* start Exercise input *

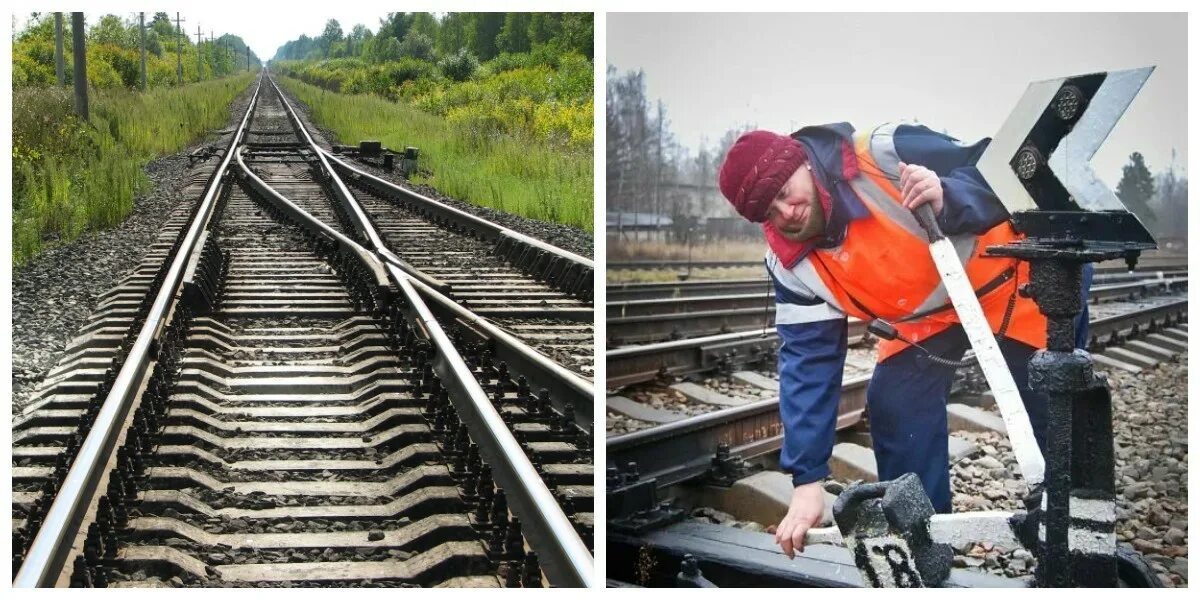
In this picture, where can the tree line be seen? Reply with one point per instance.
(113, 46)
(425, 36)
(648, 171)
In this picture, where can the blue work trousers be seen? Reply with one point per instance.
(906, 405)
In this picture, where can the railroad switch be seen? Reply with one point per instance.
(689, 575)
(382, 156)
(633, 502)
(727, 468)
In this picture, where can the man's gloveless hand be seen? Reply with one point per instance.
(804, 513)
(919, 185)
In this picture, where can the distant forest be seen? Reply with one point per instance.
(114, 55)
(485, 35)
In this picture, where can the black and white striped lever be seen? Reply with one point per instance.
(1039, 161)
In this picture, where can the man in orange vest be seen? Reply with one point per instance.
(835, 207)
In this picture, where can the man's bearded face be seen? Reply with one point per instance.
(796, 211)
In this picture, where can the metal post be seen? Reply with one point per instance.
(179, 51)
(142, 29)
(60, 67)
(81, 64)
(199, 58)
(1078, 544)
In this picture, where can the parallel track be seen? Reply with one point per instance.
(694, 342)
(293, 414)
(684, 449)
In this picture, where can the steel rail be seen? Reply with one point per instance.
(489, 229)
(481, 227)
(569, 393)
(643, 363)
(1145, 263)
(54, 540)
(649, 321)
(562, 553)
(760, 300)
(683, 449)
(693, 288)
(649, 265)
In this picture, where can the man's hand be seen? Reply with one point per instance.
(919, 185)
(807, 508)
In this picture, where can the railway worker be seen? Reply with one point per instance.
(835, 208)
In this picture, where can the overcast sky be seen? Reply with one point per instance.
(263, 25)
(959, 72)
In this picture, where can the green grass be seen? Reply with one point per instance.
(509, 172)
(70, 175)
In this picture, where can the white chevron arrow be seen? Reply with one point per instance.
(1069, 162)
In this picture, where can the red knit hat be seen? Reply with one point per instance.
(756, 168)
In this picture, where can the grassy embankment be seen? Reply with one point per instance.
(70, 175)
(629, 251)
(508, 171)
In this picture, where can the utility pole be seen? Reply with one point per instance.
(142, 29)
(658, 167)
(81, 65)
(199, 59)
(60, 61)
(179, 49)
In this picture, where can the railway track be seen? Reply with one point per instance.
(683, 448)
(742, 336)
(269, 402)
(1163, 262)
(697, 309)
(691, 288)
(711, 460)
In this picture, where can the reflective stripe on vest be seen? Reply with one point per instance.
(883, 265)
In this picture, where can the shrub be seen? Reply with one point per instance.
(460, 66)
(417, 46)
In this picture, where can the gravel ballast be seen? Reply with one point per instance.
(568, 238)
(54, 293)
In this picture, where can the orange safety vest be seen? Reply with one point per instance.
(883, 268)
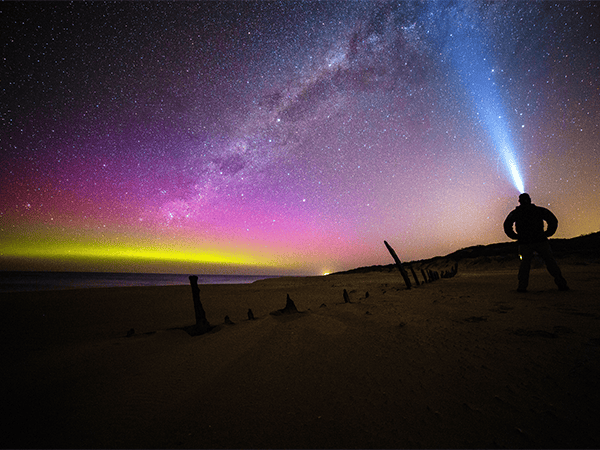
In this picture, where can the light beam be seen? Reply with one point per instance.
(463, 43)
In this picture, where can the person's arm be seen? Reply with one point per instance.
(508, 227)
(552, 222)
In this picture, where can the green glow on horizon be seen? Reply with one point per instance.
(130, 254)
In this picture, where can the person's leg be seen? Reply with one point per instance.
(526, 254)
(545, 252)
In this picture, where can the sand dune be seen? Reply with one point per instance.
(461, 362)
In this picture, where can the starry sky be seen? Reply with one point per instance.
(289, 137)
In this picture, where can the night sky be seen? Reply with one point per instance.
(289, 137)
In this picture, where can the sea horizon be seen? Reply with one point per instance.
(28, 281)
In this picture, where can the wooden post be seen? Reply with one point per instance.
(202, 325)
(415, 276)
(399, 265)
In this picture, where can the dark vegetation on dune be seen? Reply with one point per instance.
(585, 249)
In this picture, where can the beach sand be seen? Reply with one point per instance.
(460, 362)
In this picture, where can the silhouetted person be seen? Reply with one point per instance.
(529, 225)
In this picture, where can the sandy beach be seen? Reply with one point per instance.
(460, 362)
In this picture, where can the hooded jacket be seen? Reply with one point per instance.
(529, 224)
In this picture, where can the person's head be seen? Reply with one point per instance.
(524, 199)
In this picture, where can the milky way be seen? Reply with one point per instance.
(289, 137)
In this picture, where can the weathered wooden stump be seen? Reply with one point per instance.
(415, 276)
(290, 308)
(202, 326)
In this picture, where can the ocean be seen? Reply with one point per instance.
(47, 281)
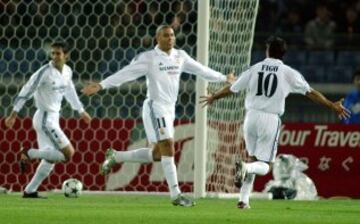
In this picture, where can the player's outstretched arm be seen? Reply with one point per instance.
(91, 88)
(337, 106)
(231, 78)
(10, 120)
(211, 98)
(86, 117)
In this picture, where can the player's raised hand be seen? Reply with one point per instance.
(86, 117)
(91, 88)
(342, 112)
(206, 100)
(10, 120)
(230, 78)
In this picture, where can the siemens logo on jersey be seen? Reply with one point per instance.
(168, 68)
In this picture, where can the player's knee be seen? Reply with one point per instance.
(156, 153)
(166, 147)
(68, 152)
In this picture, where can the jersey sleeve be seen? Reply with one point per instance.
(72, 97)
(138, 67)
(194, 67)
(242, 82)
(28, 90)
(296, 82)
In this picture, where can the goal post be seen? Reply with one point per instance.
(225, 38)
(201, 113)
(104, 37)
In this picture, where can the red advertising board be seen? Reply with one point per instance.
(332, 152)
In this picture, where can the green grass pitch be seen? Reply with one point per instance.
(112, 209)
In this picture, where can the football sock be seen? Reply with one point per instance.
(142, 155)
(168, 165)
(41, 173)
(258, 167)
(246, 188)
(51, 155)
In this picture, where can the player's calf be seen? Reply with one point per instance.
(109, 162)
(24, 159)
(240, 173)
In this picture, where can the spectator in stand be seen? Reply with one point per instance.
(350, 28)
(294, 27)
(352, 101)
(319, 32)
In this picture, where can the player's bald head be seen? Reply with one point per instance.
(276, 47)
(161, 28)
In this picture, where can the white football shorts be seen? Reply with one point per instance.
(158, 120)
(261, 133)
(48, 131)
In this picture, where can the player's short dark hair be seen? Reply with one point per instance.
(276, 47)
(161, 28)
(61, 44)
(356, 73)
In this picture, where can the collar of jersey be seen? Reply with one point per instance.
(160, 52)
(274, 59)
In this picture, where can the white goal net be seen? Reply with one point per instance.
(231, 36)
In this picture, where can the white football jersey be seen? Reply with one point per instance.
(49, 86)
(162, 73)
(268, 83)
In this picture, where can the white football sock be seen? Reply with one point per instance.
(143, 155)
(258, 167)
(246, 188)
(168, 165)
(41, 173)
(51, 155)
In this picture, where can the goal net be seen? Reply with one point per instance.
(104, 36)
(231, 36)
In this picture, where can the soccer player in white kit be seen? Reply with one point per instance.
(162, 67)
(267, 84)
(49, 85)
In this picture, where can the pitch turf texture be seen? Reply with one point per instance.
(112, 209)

* end Exercise input *

● What is required
Write out, word for word, the line containing "In this picture, where can the player's short" and every line after it to the end of the data above.

● Finished exercise
In this picture, where can the player's short dark hair be seen? Reply with one point per instance.
(276, 47)
(161, 28)
(61, 44)
(356, 73)
In this picture, where can the collar of jersey be seen? Reply with one point per instance.
(160, 52)
(274, 59)
In this picture, where can the white goal net be seen? Reply with one point per instance.
(231, 36)
In this picture, where can the white football jersey be seen? Reply with one point per instance.
(49, 86)
(162, 73)
(268, 83)
In this picture, where can the white football sock be seen? Reply with one point per instance.
(143, 155)
(258, 167)
(246, 188)
(168, 165)
(41, 173)
(51, 155)
In this picture, where can the goal net be seen? Reply with one point per instance.
(104, 36)
(231, 36)
In this picture, where can the soccer player in white kit be seen? Reply with one point per instance.
(162, 67)
(267, 84)
(49, 85)
In this picture, where can the pitch turf texture be seen? Reply with one point per instance.
(112, 209)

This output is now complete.